(What needs to be done) Quote the full text about Steffo Törnquist word for word.

(Provided passage)
******

Swedish journalist, author, producer and television presenter (born 1956)

Bo-Stefan "Steffo" Törnquist (born 12 January 1956) is a Swedish journalist, author, producer and television presenter. He is known for his television shows Steffos lustjakt and Steffo – din tröst i natten, both on TV4.

==Career==
Törnquist hosted Steffos lustjakt and Steffo – din tröst i natten on TV4 in 1992 and 1993. Since 2000, he has been the host of Nyhetsmorgon on TV4, co-hosting with Jenny Strömstedt. He has had a long career with different news agencies, and in 1990 he took part in the creation of TV4's first hosting of TV4 News and TV4 Sport broadcasts. Between 1993 and 1995, he worked as a news reporter for Nyheterna on TV4. From 1995 to 2002, he worked as a producer for a number of documentaries amongst them, En svensk krigare i Vietnam, Djävulens lotteri (about Louise Hoffsten), and Sprit all for TV4.

******

(Dataset content)
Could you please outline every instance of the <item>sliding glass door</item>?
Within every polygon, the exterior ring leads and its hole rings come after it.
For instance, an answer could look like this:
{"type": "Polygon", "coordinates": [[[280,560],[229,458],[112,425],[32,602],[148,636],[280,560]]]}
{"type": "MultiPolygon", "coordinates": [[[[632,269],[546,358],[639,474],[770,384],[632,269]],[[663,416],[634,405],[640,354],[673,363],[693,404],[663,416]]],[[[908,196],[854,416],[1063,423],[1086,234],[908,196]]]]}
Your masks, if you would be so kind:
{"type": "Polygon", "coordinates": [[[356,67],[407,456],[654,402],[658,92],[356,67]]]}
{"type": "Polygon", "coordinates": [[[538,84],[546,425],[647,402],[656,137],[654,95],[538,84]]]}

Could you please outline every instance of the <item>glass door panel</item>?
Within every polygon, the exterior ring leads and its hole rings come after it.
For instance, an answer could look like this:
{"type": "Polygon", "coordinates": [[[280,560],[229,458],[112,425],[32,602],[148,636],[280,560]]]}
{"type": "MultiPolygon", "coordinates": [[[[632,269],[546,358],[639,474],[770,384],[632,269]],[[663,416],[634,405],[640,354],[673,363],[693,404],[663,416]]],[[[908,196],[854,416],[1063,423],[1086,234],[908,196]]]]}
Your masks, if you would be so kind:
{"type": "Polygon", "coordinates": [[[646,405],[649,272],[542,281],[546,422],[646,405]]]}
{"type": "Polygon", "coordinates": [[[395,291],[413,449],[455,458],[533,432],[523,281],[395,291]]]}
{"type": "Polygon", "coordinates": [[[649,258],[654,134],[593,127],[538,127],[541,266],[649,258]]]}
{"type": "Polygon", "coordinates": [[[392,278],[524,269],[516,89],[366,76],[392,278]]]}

******

(Response area)
Swedish journalist, author, producer and television presenter (born 1956)

Bo-Stefan "Steffo" Törnquist (born 12 January 1956) is a Swedish journalist, author, producer and television presenter. He is known for his television shows Steffos lustjakt and Steffo – din tröst i natten, both on TV4.

==Career==
Törnquist hosted Steffos lustjakt and Steffo – din tröst i natten on TV4 in 1992 and 1993. Since 2000, he has been the host of Nyhetsmorgon on TV4, co-hosting with Jenny Strömstedt. He has had a long career with different news agencies, and in 1990 he took part in the creation of TV4's first hosting of TV4 News and TV4 Sport broadcasts. Between 1993 and 1995, he worked as a news reporter for Nyheterna on TV4. From 1995 to 2002, he worked as a producer for a number of documentaries amongst them, En svensk krigare i Vietnam, Djävulens lotteri (about Louise Hoffsten), and Sprit all for TV4.